Your objective: Show all lines of the listing that hold the word "below".

Available data:
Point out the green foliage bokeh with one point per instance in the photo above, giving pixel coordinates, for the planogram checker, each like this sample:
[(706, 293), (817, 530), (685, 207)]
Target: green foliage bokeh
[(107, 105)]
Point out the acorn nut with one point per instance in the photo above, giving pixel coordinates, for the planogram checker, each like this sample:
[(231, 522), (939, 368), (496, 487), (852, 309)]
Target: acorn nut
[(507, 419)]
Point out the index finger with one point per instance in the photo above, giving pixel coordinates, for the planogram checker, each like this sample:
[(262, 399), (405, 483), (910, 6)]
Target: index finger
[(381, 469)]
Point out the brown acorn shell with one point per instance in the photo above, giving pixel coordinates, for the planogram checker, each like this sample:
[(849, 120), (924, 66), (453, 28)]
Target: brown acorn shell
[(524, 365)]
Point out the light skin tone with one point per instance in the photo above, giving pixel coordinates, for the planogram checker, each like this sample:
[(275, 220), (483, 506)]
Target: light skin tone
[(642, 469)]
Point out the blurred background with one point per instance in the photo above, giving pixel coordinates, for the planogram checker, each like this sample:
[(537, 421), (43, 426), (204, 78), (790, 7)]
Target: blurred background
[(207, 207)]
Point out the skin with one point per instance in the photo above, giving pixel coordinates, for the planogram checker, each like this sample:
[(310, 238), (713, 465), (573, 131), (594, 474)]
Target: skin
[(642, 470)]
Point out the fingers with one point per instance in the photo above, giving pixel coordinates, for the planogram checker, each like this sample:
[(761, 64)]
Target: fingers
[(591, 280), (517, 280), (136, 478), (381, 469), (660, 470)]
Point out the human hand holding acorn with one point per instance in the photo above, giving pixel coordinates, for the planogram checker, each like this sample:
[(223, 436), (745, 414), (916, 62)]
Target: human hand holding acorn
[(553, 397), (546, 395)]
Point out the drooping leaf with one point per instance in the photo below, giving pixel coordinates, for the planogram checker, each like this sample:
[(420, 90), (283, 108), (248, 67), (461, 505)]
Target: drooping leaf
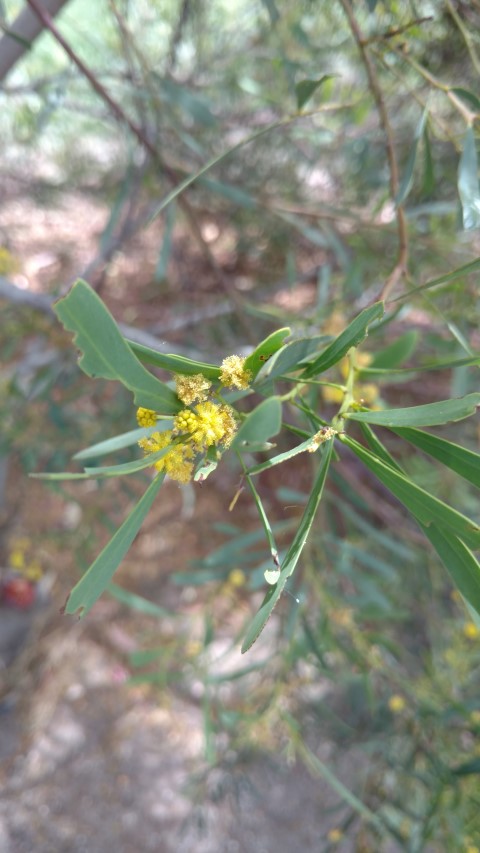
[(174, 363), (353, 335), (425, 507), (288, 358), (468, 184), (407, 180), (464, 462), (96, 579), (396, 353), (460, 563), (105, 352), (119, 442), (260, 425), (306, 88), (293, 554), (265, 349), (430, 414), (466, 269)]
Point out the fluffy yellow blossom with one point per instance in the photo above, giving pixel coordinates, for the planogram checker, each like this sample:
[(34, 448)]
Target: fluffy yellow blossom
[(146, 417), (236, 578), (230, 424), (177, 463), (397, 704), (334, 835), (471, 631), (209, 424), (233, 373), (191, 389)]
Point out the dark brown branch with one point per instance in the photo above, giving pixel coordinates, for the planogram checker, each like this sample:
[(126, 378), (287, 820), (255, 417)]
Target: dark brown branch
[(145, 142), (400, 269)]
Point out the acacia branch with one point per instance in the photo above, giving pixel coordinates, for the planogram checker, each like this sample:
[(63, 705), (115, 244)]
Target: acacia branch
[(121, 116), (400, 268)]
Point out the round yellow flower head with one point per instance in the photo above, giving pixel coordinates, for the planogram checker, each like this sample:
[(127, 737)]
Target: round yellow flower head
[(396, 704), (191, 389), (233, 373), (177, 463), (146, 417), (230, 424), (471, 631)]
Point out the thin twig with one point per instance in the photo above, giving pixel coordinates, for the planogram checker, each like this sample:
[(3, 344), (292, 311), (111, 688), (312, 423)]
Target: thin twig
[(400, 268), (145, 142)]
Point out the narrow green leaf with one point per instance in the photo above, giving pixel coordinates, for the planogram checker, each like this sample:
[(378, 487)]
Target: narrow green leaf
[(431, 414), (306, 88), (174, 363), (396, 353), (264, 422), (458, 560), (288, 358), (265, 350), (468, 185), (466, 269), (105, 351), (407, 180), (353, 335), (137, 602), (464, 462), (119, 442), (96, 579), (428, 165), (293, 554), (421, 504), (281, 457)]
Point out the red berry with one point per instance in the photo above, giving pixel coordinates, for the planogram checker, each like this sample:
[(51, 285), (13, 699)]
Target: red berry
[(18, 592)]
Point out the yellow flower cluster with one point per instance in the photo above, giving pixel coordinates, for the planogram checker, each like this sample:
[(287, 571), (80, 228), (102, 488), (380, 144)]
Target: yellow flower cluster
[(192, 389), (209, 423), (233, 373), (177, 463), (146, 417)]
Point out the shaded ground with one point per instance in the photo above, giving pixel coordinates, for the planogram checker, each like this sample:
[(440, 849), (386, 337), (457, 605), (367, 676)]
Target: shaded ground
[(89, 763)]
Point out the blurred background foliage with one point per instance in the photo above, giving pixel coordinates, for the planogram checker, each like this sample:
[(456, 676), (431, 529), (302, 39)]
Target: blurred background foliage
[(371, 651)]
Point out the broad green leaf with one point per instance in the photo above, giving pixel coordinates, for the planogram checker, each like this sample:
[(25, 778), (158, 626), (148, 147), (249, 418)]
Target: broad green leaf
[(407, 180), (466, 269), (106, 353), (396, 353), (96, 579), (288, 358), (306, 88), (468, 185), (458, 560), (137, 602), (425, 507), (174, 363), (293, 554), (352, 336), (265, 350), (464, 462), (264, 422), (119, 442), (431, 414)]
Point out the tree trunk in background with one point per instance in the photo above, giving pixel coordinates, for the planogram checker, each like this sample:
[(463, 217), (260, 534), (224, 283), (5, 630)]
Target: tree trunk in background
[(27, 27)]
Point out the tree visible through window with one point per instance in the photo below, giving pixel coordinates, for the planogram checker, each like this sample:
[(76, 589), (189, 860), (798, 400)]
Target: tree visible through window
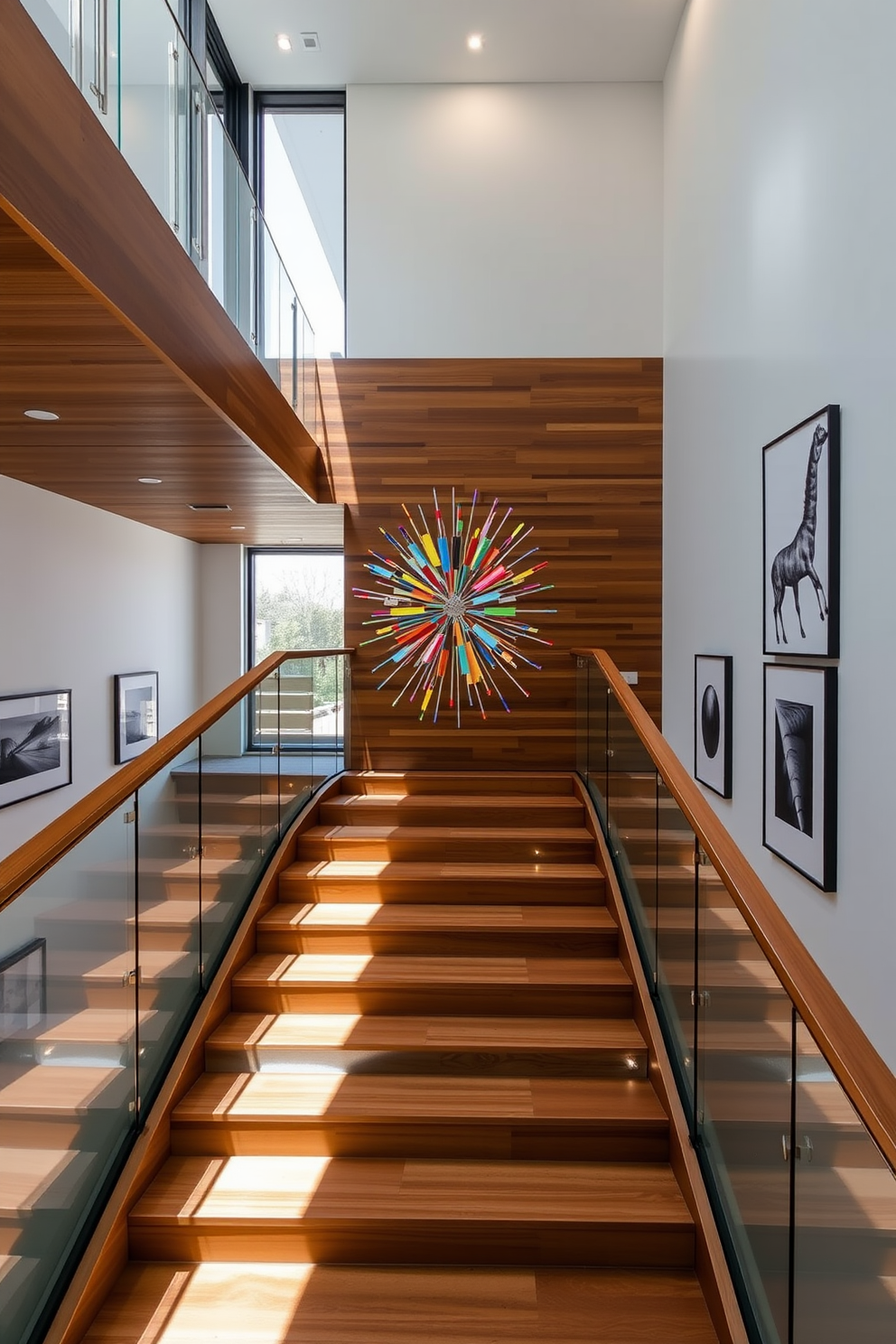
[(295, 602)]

Task result:
Point out the drooping leaf with one point per instance in the photo below, giving pixel coordinates, for the planogram checker, each like this sample:
Point out the tree visible through window with one point per instance in the photo below, giving pixel coordinates, for the planogram checker, each like this sample:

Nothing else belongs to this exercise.